Quoted passage —
Content starts

What is spinal stenosis?
The spinal cord, nerves and arteries are housed by the spine, which acts as a hard casing to support and protect these vulnerable structures. The spine has a hollow column that allows the spinal cord to run from the brain to the rest of the body. At each spinal segment, nerves exit the spine and supply the tissues of the body. There is also an intricate network of small veins and arteries that provide blood to the spinal cord and vertebrae, providing them with the nutrients needed to operate.
Spinal stenosis is characterized by a narrowing of the spaces that house the spinal cord, nerves and blood supply. A variety of factors can cause spinal stenosis, however overwhelmingly it is caused by degenerative changes to the spine as we age. Many people over the age of 60 will have a degree of spinal stenosis, however not all will have pain. Clinically, spinal stenosis is often used to describe the painful symptoms of this condition rather than just the narrowing itself.
What are the symptoms?

Content ends

Stored data entries
Content starts

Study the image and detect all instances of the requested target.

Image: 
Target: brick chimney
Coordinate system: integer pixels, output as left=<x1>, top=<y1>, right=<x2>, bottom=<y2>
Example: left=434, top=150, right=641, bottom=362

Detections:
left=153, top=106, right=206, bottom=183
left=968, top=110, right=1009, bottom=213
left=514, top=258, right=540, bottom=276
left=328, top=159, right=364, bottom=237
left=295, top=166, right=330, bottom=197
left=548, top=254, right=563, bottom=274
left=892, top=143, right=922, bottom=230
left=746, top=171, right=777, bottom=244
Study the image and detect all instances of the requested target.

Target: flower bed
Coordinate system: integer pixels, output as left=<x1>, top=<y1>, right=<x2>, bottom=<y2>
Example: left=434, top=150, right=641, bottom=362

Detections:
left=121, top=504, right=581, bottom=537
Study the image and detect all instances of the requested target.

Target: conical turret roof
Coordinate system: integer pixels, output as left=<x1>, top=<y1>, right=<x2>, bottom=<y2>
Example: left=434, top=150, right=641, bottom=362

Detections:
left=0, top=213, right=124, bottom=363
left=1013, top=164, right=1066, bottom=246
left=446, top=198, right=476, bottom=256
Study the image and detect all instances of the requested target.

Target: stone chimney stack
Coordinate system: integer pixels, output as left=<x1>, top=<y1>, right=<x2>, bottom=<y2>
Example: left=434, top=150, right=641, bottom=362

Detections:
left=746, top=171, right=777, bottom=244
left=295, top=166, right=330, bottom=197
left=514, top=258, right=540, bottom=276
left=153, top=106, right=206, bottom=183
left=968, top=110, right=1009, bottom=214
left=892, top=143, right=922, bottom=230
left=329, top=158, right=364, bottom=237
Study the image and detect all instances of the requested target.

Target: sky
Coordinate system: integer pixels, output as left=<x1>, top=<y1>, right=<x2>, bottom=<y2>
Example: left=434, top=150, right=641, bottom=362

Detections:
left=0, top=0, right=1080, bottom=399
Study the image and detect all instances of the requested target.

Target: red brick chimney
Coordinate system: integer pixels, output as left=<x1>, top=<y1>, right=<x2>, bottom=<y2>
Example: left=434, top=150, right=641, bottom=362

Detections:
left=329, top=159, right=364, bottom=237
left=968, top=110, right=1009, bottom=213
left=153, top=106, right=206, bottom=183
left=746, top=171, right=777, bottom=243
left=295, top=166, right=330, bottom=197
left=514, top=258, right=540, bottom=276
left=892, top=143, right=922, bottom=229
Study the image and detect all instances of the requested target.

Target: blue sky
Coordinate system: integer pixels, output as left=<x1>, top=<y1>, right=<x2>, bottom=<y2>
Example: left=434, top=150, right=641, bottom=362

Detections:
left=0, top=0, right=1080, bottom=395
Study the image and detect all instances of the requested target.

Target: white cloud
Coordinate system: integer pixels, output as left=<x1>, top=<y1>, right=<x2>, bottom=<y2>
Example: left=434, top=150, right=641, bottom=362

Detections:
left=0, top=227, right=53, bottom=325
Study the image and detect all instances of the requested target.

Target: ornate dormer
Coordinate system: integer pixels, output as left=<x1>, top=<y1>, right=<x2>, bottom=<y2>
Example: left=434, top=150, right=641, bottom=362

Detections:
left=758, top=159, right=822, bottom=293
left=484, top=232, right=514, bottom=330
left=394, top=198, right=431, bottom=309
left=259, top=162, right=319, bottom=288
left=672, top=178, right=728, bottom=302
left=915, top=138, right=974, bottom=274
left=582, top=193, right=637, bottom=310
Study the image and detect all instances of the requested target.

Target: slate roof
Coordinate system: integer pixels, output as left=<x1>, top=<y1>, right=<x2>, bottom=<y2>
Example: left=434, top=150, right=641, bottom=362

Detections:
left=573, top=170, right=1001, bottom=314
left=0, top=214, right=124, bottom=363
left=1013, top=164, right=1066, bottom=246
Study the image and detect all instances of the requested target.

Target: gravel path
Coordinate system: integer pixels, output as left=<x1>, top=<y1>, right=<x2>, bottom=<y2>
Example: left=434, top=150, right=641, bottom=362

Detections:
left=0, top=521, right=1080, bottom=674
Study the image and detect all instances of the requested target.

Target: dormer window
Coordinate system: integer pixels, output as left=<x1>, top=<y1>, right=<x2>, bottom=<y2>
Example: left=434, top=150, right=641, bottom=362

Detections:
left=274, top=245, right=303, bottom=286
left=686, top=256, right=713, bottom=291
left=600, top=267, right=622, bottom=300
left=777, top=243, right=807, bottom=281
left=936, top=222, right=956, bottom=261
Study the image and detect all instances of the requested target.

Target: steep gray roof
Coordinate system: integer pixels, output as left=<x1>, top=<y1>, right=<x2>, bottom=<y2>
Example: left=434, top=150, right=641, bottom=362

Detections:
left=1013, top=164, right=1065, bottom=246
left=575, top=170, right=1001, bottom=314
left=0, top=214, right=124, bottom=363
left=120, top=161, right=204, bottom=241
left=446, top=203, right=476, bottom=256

Content ends

Required tasks —
1: Copy everything in the passage on spinal stenosis from "What is spinal" down to "needed to operate.".
2: Answer these questions from the passage on spinal stenosis:
(a) Between which two points does the spinal cord run through the spine's hollow column?
(b) What overwhelmingly causes spinal stenosis?
(c) Above what age will many people have a degree of spinal stenosis?

Exercise answers —
1:
What is spinal stenosis?
The spinal cord, nerves and arteries are housed by the spine, which acts as a hard casing to support and protect these vulnerable structures. The spine has a hollow column that allows the spinal cord to run from the brain to the rest of the body. At each spinal segment, nerves exit the spine and supply the tissues of the body. There is also an intricate network of small veins and arteries that provide blood to the spinal cord and vertebrae, providing them with the nutrients needed to operate.

2:
(a) From the brain to the rest of the body.
(b) Degenerative changes to the spine as we age.
(c) 60.